Passage shown:
· · · ·

# Making a new suspension linkage?



## deesta (Sep 7, 2008)

The top link on my Intense 6.6 needs replacing due to a badly fitted bearing (by the previous owner) which has pushed some of the bearing seat out meaning the bearing will not seat flat anymore.
Intense do not make them any more and cannot find any available anywhere so I'm looking to make my own.
I'm a CNC machinist so have all the skills necessary but was wondering a couple of things:

What is the best grade of aluminium to use?
How could the design be improved?

I believe Intense used 6061 for their linkages. 6082 is a newer, better grade but would something like 7075 be even better?
Here's a pic showing the existing linkage:














I can feel some flex in this so would like to stiffen it up if possible. Thoughts?
Cheers
Steve


----------



## Walt (Jan 23, 2004)

It's pretty unlikely that the rocker is flexing significantly, so you're not going to be able to fix that with more material. I'd just use 6061.

-Walt


----------



## deesta (Sep 7, 2008)

Walt said:


> It's pretty unlikely that the rocker is flexing significantly
> -Walt


I can see some flex at the linkage when trying to twist the rear triangle. I was thinking of making the internal web with larger rads to improve the rigidity at that point as it appears to flex either side of the central web.


----------



## Walt (Jan 23, 2004)

I don't think you see the *linkage itself* flexing, though. You might be seeing flex where it attaches to various pivot points on the frame, but that's a big hunk of aluminum. I would be pretty shocked if there was any significant flex that you could fix by adding material. 

But hey, go for it. A few extra grams of aluminum isn't going to hurt anything.

-Walt


----------



## ktm520 (Apr 21, 2004)

What Walt said. Stiffness is equal across alloys. The only way to increase stiffness is adding material. 6061-T6 and copy the design.


----------



## -Todd- (Jun 13, 2011)

How bad is the bearing fit issue? If it's just a loose slip fit now, you can fix that stuff with the right kind of adhesive and some know how...

Shoot me a PM if you want some ideas.


----------



## deesta (Sep 7, 2008)

Walt said:


> I don't think you see the *linkage itself* flexing, though. You might be seeing flex where it attaches to various pivot points on the frame, but that's a big hunk of aluminum. I would be pretty shocked if there was any significant flex that you could fix by adding material.
> 
> -Walt


You might be right and it might be an optical illusion, will have another look later



ktm520 said:


> What Walt said. Stiffness is equal across alloys. The only way to increase stiffness is adding material. 6061-T6 and copy the design.


That's the main idea, to increase the blend rad's between the side plates and the centre web.



-Todd- said:


> How bad is the bearing fit issue? If it's just a loose slip fit now, you can fix that stuff with the right kind of adhesive and some know how...

· · · ·

Extracted records:
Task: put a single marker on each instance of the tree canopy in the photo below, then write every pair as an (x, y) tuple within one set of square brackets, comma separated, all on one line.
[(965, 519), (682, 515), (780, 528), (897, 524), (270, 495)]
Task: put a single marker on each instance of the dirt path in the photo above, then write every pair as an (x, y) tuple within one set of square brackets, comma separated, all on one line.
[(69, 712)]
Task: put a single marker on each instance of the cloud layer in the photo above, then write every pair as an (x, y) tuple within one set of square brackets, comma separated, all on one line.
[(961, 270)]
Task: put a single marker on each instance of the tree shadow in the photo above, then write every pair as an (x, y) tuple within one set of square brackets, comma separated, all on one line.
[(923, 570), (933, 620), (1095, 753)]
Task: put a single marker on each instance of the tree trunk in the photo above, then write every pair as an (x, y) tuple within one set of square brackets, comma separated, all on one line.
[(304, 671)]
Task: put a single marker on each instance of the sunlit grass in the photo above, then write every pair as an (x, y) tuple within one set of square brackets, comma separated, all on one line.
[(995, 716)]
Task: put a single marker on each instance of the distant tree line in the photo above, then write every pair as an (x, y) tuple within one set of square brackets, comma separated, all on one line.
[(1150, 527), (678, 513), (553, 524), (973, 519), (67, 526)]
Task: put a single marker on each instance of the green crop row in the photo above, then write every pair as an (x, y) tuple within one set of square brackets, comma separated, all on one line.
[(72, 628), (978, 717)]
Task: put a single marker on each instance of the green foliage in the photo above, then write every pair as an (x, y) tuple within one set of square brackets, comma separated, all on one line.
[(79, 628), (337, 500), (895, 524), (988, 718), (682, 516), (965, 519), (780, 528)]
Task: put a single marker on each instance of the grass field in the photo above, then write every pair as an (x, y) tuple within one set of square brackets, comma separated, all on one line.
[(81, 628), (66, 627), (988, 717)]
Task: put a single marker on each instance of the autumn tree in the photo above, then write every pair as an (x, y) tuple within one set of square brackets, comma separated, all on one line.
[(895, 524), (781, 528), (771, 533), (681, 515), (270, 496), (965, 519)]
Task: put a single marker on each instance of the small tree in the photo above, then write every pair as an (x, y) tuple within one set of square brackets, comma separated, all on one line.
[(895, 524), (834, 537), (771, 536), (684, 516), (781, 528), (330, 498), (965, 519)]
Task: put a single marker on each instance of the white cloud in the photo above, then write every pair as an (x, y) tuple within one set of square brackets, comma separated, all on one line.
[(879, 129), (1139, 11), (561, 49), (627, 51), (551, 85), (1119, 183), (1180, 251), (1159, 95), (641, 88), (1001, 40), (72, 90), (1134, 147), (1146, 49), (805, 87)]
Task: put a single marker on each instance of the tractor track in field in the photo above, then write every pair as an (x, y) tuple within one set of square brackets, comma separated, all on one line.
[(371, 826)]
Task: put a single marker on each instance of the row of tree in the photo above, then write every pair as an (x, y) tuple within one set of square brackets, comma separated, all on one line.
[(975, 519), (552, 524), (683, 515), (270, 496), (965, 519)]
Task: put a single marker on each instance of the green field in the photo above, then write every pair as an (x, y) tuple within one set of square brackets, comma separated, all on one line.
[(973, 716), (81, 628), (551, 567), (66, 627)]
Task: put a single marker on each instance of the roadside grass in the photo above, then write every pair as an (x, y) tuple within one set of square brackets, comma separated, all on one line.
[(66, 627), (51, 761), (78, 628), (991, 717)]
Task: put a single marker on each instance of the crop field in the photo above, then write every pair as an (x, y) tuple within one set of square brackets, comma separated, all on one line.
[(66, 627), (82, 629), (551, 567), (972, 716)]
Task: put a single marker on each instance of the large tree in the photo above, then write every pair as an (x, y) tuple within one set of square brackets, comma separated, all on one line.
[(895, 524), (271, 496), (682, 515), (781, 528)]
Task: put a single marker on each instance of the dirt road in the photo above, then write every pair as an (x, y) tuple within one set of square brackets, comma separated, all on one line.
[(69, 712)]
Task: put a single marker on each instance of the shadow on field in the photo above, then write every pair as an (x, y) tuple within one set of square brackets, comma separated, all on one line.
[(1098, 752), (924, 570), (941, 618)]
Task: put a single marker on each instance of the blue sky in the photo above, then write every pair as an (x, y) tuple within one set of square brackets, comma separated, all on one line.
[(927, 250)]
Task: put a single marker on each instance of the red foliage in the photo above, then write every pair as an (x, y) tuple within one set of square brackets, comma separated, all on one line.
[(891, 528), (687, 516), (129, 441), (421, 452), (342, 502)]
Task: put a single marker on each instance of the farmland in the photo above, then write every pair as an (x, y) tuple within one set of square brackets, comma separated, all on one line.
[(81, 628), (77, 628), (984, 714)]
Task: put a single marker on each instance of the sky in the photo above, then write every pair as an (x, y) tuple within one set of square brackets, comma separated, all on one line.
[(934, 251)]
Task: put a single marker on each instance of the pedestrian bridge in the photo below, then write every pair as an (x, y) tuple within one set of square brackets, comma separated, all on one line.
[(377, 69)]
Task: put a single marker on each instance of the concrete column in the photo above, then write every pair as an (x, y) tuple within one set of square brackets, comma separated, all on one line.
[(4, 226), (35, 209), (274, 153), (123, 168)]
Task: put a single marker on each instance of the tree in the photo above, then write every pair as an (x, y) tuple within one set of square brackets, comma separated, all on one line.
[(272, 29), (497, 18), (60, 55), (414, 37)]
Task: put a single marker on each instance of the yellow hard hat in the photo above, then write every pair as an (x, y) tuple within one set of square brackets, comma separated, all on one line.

· · · ·

Task brief: In the suspension linkage thread, which aluminum alloy and temper does ktm520 recommend?

Result: 6061-T6